Can you rewrite every line of the data, starting at the line containing "point: golf club head" and ending at the end of the data, adding -64 to each pixel coordinate in the answers and leaving all other text unchanged?
--- Data provided ---
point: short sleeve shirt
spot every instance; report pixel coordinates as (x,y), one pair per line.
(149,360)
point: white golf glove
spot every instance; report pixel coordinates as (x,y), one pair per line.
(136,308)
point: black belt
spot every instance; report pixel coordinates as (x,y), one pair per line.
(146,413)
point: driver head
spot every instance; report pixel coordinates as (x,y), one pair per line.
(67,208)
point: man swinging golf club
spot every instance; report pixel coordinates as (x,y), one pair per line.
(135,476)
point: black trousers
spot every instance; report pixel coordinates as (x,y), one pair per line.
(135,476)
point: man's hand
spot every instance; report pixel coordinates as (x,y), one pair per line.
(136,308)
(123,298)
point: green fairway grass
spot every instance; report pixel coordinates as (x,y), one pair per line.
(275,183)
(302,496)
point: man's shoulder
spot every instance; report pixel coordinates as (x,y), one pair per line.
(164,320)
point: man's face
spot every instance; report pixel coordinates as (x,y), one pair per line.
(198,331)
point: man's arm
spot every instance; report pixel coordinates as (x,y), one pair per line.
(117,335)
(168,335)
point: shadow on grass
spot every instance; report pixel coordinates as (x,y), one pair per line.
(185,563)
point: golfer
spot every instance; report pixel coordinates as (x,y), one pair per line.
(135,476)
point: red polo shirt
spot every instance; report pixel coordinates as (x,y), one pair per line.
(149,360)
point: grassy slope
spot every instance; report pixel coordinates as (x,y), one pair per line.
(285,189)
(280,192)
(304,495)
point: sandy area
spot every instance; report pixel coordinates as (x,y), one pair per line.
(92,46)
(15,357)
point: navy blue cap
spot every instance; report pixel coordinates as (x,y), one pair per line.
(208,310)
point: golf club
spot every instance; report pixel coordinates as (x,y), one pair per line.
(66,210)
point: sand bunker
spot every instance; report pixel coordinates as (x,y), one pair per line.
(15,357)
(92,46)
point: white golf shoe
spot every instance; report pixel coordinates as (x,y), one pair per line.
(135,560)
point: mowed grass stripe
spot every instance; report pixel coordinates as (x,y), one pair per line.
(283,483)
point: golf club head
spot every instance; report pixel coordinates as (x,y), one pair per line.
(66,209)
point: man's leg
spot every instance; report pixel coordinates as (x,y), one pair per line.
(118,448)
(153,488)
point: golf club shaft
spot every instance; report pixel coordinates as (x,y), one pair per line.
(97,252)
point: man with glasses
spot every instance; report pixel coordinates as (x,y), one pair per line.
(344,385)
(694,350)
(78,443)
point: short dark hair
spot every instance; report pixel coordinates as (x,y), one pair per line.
---
Full output:
point: golf club head
spot every instance; report pixel coordinates as (x,y), one pair per line.
(2,145)
point: man's leg
spot every instance; report pixel coordinates as (x,y), one pair per line.
(54,384)
(89,424)
point: golf club shaft
spot every instance; report pixel coordinates as (x,y), one pair per line.
(33,188)
point: man with glasses
spot every instance; report pixel coordinates as (x,y), one pair per line.
(280,321)
(630,286)
(14,379)
point: short dark hair
spot every instance; report pixel coordinates as (x,y), one pair per line.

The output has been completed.